Task to carry out: Could you rewrite the stretch of data from the line that contains "target: cloud layer" through the line that contains "task: segment each", changing "cloud layer" to "overcast sky" and leaving everything else untouched?

Given entries:
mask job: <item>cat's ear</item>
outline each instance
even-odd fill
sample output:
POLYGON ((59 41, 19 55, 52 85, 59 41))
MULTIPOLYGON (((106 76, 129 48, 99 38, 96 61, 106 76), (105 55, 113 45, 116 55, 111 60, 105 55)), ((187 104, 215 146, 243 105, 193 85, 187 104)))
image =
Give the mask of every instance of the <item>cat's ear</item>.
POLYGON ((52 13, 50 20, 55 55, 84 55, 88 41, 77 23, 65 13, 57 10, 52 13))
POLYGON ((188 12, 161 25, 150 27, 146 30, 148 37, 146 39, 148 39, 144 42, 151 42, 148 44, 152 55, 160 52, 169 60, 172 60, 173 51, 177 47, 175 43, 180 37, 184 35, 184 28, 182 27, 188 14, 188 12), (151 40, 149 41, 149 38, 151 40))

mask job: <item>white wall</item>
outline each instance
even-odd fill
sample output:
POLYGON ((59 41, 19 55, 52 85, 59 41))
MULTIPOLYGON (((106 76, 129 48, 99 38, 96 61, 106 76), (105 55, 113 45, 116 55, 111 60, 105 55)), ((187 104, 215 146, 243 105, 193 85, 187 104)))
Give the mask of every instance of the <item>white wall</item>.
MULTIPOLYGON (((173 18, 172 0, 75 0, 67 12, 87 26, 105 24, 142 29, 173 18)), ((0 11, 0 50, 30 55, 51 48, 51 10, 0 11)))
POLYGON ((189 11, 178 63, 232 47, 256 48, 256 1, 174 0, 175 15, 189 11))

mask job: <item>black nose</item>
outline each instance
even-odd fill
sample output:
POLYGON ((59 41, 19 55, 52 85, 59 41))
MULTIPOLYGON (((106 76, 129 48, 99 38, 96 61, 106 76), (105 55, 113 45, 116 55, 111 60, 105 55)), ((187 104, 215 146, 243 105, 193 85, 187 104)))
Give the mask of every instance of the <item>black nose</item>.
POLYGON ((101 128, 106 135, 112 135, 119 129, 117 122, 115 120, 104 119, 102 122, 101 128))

---

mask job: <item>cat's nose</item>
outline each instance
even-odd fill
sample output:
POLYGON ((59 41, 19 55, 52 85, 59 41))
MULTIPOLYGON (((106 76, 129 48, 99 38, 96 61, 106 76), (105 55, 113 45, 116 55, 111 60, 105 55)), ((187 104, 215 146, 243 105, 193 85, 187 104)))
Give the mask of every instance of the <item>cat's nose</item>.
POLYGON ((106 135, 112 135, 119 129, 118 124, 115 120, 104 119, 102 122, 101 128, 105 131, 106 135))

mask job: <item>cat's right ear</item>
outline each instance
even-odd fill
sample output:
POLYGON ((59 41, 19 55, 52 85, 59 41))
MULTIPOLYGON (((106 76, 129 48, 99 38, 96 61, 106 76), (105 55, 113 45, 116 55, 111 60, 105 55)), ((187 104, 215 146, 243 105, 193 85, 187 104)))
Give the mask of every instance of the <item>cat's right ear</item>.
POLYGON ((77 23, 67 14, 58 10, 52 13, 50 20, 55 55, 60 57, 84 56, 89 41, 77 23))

...

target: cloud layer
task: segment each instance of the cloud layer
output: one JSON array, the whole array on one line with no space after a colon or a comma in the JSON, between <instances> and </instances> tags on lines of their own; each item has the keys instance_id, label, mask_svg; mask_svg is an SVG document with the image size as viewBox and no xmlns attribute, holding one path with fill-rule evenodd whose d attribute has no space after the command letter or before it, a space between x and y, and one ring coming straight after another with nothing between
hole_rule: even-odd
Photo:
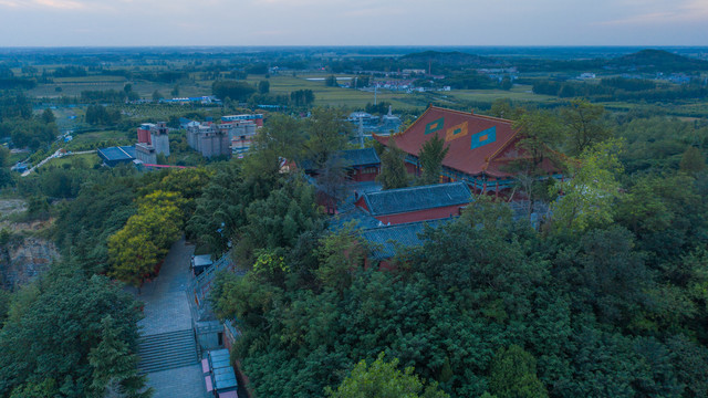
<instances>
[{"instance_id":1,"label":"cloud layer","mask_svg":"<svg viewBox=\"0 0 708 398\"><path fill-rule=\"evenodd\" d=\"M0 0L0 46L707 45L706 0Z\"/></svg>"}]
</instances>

Answer to this task:
target: overcast sky
task: segment each instance of the overcast sky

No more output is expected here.